● Task requirements
Only the lines from the one with "Task: point: the duck (one" to the end of the data below should be given again, exactly as written.

====== Record set ======

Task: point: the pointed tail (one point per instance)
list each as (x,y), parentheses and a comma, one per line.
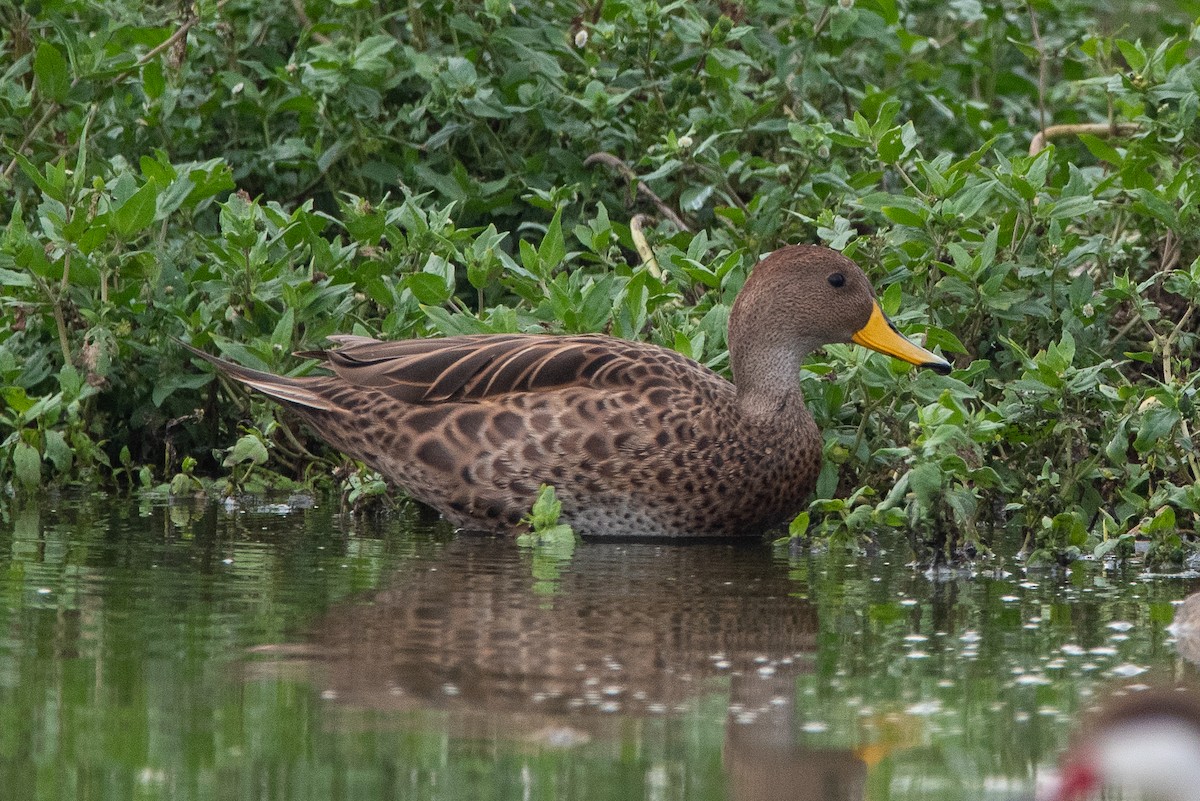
(289,390)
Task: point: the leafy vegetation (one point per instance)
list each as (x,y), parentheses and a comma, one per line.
(255,176)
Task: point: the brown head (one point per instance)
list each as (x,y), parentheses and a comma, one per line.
(799,299)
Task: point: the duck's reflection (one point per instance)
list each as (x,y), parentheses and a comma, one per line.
(628,633)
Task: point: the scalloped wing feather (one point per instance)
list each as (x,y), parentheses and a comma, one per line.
(485,366)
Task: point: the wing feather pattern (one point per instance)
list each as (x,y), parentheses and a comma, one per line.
(484,366)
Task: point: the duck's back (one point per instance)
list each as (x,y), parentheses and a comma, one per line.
(636,439)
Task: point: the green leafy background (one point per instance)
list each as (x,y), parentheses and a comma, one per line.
(253,176)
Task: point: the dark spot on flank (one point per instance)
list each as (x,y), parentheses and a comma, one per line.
(595,365)
(424,420)
(508,425)
(471,422)
(597,447)
(659,397)
(435,455)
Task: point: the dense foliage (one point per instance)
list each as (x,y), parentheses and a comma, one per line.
(252,176)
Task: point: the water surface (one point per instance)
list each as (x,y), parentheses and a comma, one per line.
(151,651)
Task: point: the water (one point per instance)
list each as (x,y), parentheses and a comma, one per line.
(208,652)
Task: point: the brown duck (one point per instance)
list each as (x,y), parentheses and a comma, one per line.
(636,439)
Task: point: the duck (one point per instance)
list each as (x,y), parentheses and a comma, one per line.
(637,440)
(1141,744)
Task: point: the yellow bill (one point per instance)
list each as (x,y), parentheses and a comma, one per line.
(880,335)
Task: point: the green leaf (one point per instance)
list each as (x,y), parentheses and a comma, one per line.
(247,449)
(52,76)
(553,247)
(904,216)
(27,464)
(58,451)
(1101,149)
(427,288)
(137,212)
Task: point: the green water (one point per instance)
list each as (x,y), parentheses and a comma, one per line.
(211,652)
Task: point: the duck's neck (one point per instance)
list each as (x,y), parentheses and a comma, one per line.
(767,375)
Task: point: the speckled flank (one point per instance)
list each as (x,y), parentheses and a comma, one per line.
(636,439)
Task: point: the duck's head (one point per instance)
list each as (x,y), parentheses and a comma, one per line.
(1146,745)
(802,297)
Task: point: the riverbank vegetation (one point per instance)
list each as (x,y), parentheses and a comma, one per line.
(1019,179)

======

● Result for this task
Task: point: the duck (one point per instance)
list each as (x,y), parentheses and a comma, one per line.
(637,440)
(1141,744)
Task: point: the yellow bill (one point per instance)
list each as (x,y), parentheses and a comma, one per line.
(880,335)
Task: point: the green leaf (one point per instance)
list each as (x,y), parentheses and a comma, one per line.
(247,449)
(52,76)
(553,247)
(904,216)
(27,464)
(58,451)
(1101,149)
(427,288)
(137,212)
Task: point: the green water (one point per instance)
list each as (x,y), parentheses and a comma, one per line.
(211,652)
Task: point: the duck's neck (one point per instance)
list each as (x,y), parentheses and a comma, one per line.
(767,375)
Task: point: the speckled flank (one point per instance)
list each as (x,y), parentheses and a comma, one per line.
(636,439)
Task: point: the duck's head (one point per instance)
list each as (x,y), parentheses and a comma, one per line.
(1146,745)
(802,297)
Task: point: the riverbank vegetation (one point per instance)
list each as (x,y), parentheses and a comma, one per line.
(1019,179)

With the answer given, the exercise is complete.